◆ SHORT PROBLEM A ◆
Return each line of the rows that contains the string "cover", matching case exactly.

◆ TEXT SECTION ◆
We submit, therefore, that neither by the Word of God, nor by his own practice, is Mr. Müller sustained in his sweeping denunciations of the benevolent institutions of the day. We have as little fear that the churches will be shaken in their ' steadfast affection for the great Christian institutions which God has so signally blessed, by the visionary theories of George Müller, as that they will be tempted to turn their feet from the old beaten highway of sanctification by any dreamy prophet of perfectionism.

ARTICLE II.

AMERICAN UNITARIANISM.

THE section of our ecclesiastical history which shall bear this title must truthfully acquaint our posterity with the causes which led to the introduction of this schism, the means by which it was promoted; and the process of disintegration through which it is now passing; - to what future conditions, those who are alive to witness will relate. We only purpose at present to set down rather a full synopsis of the subject as thus far developed - nothing more.

A statement of the prominent causes which favored this defection is important to answer the inquiry, Why were wild. grapes found in the Lord's vineyard?

Never was a soil planted with better seed than was New England; and never were there better cultivators than the

first Puritan preachers. After giving a catalogue of them, Mr. Neal bears them this honorable testimony: "I will not say that all the ministers mentioned were men of the first rate for learning, but I can assure the reader, they had a better share of it than most of the neighboring clergy at that time. They were men of great sobriety and virtue; plain, serious, affectionate preachers; exactly conformable to the Church of England, and took a great deal of pains to promote a reformation of manners in their several parishes." Both ministers and churches were evangelical in doctrine, and consistent in practice. How then did the gold become dim? The chief causes were threefold, and a unit in their results.

1. Church-membership was made essential to the right of suffrage. None but members of the church were allowed to perform civil duties at the polls.

2. The half-way covenant. Persons of sober life, who had been baptized in their infancy, but who gave no decisive evidence of piety, and who were both unprepared and unwilling to unite with the church, were permitted to "own the covenant" and present their children for baptism.

3. Treating the Lord's Supper as a converting ordinance. Rev. Solomon Stoddard, of Northampton, Mass., advocated and introduced the practice of bringing the unregenerated to the sacramental supper, that in the use of this means of grace they might be converted. The practice extended thence through Hampshire county, and to other parts of New England.

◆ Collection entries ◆
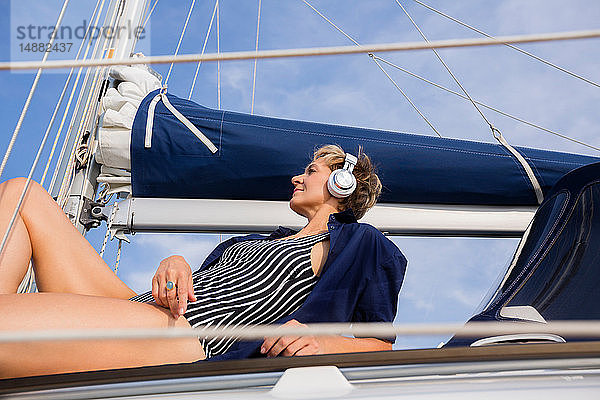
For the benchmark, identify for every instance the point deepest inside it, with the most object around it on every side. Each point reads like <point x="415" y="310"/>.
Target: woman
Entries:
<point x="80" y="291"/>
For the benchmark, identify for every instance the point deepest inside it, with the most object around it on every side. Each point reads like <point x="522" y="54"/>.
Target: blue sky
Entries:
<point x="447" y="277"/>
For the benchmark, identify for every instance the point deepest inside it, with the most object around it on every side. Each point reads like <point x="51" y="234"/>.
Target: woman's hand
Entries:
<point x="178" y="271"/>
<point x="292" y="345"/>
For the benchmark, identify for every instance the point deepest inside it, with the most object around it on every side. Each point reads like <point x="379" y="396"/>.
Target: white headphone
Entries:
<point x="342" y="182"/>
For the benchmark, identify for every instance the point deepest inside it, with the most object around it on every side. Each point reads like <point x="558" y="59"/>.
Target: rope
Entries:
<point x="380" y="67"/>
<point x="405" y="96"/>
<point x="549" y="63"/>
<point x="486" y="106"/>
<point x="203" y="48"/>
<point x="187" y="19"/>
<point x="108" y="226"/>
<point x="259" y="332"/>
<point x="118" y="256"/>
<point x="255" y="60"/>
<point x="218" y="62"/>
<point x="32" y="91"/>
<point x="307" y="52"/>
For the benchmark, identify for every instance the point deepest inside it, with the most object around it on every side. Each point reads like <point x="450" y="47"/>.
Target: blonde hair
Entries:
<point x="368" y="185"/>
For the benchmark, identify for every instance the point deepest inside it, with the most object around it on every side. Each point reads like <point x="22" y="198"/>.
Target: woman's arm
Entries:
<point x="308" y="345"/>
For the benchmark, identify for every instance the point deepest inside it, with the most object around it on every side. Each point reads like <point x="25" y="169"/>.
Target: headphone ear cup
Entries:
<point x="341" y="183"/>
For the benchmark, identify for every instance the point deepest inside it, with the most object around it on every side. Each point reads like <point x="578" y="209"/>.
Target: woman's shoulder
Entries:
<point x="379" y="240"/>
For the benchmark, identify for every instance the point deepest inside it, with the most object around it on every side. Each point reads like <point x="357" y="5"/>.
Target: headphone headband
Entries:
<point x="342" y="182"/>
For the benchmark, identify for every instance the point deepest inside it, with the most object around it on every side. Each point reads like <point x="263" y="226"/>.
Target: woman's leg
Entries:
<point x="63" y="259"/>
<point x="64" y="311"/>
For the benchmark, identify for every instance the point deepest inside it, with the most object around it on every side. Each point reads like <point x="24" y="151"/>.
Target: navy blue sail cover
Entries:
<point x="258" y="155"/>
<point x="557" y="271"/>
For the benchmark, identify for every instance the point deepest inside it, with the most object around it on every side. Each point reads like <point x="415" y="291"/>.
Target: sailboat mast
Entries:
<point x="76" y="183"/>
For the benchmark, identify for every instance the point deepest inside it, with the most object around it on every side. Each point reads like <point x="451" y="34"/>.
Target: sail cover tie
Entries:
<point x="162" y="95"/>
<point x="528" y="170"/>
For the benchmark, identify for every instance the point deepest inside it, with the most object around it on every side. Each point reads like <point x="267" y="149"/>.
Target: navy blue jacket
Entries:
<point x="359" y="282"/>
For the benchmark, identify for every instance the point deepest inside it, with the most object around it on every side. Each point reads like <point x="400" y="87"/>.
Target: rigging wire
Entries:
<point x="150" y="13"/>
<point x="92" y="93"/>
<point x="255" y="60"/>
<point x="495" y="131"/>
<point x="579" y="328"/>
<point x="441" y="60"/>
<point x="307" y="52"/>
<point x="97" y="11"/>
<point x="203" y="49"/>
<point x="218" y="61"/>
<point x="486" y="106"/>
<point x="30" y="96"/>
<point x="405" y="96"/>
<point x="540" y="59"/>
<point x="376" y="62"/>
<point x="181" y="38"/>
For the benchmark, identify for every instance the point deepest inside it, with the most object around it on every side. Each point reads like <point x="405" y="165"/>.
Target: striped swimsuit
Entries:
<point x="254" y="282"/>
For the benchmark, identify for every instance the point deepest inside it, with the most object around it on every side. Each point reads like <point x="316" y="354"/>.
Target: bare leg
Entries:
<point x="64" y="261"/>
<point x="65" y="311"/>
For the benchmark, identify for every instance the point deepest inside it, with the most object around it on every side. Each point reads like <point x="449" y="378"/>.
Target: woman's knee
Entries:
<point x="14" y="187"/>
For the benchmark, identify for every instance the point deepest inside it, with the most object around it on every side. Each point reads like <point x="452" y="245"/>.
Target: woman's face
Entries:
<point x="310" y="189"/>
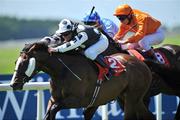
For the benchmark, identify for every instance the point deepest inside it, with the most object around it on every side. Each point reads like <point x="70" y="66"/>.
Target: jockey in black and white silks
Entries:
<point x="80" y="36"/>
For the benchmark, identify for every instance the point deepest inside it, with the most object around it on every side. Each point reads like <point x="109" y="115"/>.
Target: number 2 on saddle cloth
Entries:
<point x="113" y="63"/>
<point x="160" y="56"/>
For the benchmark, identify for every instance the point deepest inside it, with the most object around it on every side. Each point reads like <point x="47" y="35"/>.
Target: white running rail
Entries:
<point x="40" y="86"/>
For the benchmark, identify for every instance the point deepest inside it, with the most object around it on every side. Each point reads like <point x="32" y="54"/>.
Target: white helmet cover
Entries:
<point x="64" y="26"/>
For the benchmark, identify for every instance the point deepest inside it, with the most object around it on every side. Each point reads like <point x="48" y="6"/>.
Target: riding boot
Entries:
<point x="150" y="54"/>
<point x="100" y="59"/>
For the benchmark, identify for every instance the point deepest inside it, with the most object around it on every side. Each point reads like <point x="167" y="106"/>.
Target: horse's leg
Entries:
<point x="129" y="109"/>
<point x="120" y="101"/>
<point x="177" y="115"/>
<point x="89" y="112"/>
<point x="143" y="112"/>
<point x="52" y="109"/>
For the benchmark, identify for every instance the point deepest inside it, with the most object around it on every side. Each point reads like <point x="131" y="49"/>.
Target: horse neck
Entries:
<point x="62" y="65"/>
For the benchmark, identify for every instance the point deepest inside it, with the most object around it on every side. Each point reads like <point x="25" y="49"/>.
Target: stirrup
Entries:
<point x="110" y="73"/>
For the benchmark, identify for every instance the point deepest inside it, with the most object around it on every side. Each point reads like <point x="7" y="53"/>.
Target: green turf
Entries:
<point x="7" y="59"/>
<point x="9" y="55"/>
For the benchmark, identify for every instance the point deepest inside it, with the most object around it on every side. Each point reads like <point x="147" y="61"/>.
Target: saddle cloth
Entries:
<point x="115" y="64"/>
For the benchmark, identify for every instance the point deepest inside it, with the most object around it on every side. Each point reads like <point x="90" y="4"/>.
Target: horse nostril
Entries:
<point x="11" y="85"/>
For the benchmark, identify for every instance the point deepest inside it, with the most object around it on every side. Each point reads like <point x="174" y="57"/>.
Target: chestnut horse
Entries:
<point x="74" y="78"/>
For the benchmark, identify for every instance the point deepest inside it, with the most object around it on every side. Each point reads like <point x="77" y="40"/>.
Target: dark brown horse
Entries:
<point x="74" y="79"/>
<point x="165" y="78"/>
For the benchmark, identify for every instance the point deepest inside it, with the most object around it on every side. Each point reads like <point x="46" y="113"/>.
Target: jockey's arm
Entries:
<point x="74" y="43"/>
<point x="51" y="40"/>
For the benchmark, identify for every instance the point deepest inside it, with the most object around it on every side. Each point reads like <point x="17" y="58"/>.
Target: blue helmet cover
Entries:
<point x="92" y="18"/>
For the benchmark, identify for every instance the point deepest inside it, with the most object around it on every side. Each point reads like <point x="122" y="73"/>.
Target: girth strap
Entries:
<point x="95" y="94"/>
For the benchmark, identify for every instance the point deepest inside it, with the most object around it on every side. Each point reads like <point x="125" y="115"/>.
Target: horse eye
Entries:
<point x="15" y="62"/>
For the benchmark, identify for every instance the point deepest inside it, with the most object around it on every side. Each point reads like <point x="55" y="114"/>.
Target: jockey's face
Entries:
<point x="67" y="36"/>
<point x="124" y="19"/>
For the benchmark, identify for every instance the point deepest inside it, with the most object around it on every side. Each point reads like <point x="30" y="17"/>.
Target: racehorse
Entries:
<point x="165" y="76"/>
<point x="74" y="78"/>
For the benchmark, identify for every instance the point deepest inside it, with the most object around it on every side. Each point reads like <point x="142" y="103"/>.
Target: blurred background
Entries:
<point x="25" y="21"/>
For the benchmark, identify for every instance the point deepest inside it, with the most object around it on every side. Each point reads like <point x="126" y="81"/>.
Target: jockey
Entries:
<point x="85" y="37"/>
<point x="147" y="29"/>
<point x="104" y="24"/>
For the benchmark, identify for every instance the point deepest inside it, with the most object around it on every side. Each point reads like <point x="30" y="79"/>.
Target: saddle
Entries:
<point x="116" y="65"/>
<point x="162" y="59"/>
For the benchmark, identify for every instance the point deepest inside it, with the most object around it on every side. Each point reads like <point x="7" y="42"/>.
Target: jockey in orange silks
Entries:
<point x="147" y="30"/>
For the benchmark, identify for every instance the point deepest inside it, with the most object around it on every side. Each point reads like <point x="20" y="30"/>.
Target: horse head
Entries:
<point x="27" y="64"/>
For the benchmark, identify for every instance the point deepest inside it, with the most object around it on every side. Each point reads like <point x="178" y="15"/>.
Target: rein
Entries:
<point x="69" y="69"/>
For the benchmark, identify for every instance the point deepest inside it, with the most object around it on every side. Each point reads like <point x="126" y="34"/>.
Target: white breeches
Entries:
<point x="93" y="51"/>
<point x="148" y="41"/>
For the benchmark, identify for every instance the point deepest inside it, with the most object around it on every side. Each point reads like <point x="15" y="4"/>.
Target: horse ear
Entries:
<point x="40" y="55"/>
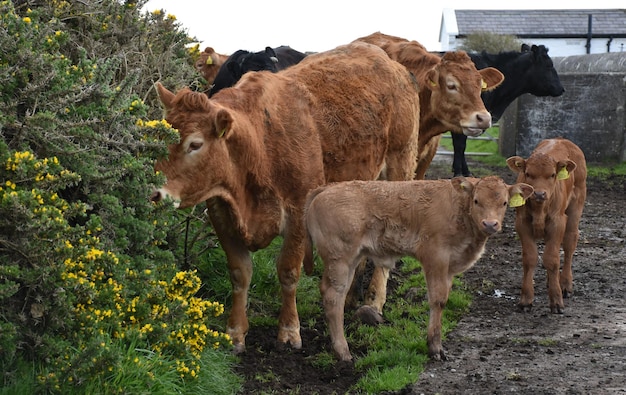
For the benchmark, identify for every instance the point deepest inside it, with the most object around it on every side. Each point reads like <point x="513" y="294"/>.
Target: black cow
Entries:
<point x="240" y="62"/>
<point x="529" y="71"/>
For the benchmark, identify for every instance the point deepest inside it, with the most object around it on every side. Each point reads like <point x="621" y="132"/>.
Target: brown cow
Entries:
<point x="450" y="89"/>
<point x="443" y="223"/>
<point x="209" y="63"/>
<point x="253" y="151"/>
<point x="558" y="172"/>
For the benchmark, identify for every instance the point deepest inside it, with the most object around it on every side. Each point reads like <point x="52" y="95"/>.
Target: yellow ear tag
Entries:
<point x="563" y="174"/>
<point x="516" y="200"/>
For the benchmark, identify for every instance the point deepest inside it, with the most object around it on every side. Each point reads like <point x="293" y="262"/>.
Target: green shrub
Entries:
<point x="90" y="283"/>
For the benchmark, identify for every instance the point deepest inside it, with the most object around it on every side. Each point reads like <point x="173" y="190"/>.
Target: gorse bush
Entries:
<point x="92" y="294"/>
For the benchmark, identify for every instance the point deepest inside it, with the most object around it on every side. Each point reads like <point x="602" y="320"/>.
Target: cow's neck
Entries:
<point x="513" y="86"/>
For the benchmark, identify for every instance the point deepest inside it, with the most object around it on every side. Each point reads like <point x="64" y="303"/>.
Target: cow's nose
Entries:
--
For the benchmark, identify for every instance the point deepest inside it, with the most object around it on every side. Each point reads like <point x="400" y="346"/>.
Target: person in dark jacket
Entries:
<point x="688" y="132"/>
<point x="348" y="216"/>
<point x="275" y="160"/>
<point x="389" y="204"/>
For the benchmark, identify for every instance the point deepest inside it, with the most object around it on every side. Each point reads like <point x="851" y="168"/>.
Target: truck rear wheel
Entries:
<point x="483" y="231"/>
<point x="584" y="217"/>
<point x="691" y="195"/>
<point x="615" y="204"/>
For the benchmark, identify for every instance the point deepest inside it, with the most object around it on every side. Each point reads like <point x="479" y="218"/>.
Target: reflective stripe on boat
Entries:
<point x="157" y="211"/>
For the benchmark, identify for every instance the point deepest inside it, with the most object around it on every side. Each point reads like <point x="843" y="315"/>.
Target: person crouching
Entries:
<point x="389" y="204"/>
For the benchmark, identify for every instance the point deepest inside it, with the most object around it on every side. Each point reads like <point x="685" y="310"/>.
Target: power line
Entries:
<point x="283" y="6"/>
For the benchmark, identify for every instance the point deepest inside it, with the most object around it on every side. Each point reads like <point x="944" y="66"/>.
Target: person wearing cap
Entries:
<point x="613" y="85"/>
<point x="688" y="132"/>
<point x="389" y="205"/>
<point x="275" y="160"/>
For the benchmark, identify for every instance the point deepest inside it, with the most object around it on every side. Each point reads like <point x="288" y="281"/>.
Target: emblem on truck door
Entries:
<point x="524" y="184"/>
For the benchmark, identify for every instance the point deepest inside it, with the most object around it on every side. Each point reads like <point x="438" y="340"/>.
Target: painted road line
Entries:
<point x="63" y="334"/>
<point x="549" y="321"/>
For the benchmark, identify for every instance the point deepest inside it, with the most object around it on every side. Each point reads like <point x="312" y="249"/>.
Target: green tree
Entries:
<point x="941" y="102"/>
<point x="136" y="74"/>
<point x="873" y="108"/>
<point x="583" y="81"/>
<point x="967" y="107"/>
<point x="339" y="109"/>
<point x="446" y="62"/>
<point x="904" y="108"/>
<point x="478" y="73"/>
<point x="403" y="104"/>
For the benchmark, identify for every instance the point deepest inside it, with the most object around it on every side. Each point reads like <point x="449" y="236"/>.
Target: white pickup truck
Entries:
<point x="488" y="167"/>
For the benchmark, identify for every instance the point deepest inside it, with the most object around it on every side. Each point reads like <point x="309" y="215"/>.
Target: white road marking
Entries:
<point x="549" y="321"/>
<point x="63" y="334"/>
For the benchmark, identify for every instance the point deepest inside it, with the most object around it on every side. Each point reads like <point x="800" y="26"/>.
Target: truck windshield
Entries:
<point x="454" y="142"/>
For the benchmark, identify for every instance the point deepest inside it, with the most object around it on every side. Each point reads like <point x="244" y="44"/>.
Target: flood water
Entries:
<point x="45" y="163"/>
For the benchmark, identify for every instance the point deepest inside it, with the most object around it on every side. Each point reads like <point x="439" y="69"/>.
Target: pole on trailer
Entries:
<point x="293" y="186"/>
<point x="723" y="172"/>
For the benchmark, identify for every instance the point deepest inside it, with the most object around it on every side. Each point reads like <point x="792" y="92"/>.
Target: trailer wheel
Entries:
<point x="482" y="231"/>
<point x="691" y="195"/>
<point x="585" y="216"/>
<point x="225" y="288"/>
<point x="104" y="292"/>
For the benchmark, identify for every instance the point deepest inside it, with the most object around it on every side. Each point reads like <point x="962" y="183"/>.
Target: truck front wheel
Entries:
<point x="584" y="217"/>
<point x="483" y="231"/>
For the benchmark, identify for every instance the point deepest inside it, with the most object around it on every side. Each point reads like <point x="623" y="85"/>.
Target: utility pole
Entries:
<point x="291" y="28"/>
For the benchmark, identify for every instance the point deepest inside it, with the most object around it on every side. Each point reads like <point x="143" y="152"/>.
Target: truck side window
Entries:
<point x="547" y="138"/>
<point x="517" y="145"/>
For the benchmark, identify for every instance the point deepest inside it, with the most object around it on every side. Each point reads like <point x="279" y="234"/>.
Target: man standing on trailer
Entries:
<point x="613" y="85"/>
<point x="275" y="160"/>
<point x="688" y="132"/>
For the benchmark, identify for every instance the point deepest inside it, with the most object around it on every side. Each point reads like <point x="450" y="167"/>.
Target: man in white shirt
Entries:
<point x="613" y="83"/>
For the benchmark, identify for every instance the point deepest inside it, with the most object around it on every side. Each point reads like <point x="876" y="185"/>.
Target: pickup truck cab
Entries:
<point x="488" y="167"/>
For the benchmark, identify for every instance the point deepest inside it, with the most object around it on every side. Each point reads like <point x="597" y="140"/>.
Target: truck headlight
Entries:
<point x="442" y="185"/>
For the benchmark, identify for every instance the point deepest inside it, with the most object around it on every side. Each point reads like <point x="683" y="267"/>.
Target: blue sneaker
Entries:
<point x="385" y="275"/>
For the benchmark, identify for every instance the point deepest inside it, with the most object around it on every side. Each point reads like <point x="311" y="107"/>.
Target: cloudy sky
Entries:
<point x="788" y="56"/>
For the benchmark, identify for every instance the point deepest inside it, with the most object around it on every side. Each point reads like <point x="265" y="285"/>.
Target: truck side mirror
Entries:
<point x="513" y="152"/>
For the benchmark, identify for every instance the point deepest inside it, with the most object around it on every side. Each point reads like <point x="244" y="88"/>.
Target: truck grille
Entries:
--
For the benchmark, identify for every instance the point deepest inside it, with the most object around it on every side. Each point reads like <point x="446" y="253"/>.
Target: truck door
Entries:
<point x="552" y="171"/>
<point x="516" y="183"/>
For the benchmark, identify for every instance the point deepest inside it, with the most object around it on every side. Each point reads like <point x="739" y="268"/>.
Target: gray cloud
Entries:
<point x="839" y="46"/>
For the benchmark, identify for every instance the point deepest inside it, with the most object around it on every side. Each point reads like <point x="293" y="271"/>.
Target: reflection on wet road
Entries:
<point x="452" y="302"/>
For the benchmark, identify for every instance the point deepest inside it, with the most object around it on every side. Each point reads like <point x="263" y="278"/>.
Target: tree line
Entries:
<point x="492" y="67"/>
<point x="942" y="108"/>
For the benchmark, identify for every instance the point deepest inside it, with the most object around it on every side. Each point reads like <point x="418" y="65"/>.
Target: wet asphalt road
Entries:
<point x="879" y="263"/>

◆ SHORT PROBLEM B ◆
Extend the passage on American Unitarianism from the point where it ends.

◆ TASK ANSWER A ◆
Target: navy blue sail cover
Target: sail cover tie
Target: white helmet cover
Target: blue helmet cover

◆ TASK ANSWER B ◆
The first-named cause was a premium for hypocrisy, tempting many who had no piety to offer themselves for church-membership for the sake of enjoying the civil privilege of suffrage, and creating a bitter enmity against the church on the part of those who thus offered themselves and were rejected.

The second introduced the many to an honorable standing, and a large share of the privileges of the church, while very few came to her solemn feasts.

The third dropped the principle that regenerated persons only should belong to the church, and partake of its ordinances, and lifted upon her the floodgates of worldliness. "The letting go this principle," said Dr. Owen, "brought in the great apostasy of the Christian church."

And in the instance before us, these three causes, severally and combined, so opened the door that the church was secularized and paralyzed by unconverted members. The piety of the sons of the Pilgrims turned pale and sickly. The salt of the earth lost its savor; the light of the world its brightness. Here was introduced another powerful cause of spiritual degeneracy. If persons without piety might enter the church, why might not the same enter the pulpit? Within threescore years, ending the middle of the eighteenth century, it is feared that many entered the ministry who had not the love of God in them. They were moderately orthodox in sentiment, but their public devotions were frosty, and their preaching pointless and powerless.

Attempts at reformation were feeble and fruitless; and so low was the declension in piety and morals that Cotton Mather declared, "in forty years more, should it continue to make progress as it had done, convulsions would ensue, in which churches would be gathered out of churches." This was the time while men slept for the enemy to sow the tares of Arminianism and Pelagianism; and it was industriously improved.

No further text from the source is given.